_TASK DETAILS_
Using the FOMC report below, explain why the central bankers raised their 2021 growth projection. Answer in one to three sentences.

_DOCUMENT SEGMENT_

.....

The Federal Open Market Committee (FOMC) met yesterday, March 17, and the central bankers appeared more optimistic about the U.S. economic outlook. They are increasing their median growth estimate two points, raising it to 6.5% for 2021. The increased growth projections emanate from the $1.9 trillion COVID-19 relief package signed into law by President Biden on March 11.
Stimulus checks of $1,400 are already going out to Americans, and other stimulus payments are expected to support ailing businesses and their employees.
One of the concerns facing the FOMC was that the stimulus package would flood the market with additional cash, possibly causing inflation to rise to 2.4%. Financial markets expressed concern that the size of the stimulus program would lead to inflation, causing the Fed to increase rates to avoid an inflationary spiral. Notwithstanding that concern, such as it is, the FOMC indicated that it did not expect to raise its benchmark interest rate through at least 2023 and indicated that the central bank is “prepared to adjust the stance of monetary policy as appropriate if risks emerge that could impede the attainment of the Committee’s goals.”
At his press conference, which wrapped up at 3:30 yesterday afternoon, Powell stated that the Fed must see “substantial further progress from the U.S. economy towards its 2% long-term inflation and maximum employment goals before it begins considering tapering its multi-billion-dollar bond purchases. Powell stated that “until we give a signal, you can assume that we’re not there yet. As we approach it, well in advance, well in advance, we will give a signal that yes, we’re on a path to possibly achieve that, to consider tapering.”

.....

_DATASET EXCERPT_
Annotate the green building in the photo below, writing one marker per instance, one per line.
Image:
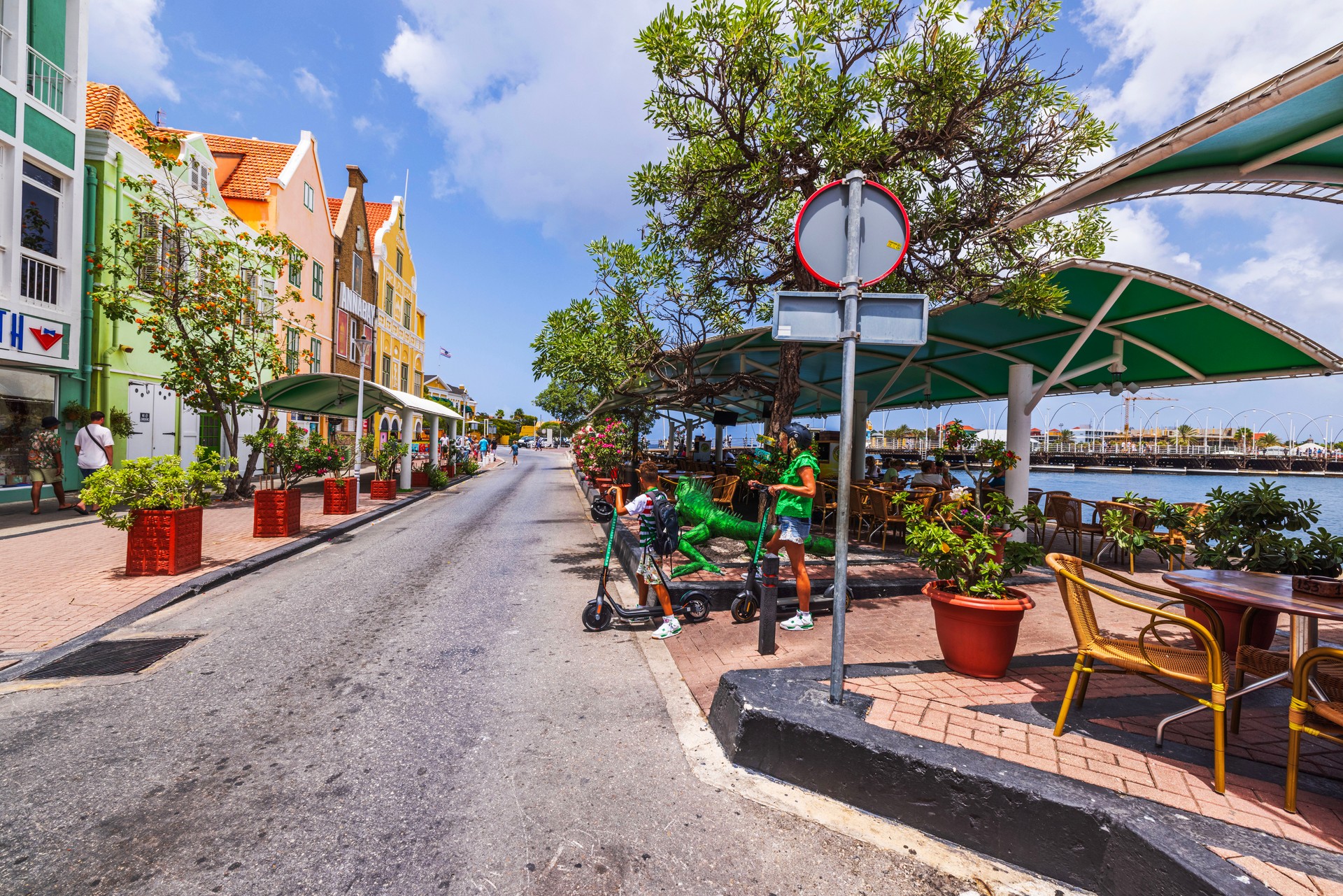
(43, 306)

.....

_ANSWER SPACE_
The FOMC raised its median growth estimate for 2021 to 6.5% because of the $1.9 trillion COVID-19 relief package that President Biden signed into law on March 11. That package is already sending $1,400 stimulus checks to Americans, and further payments are expected to support struggling businesses and their employees.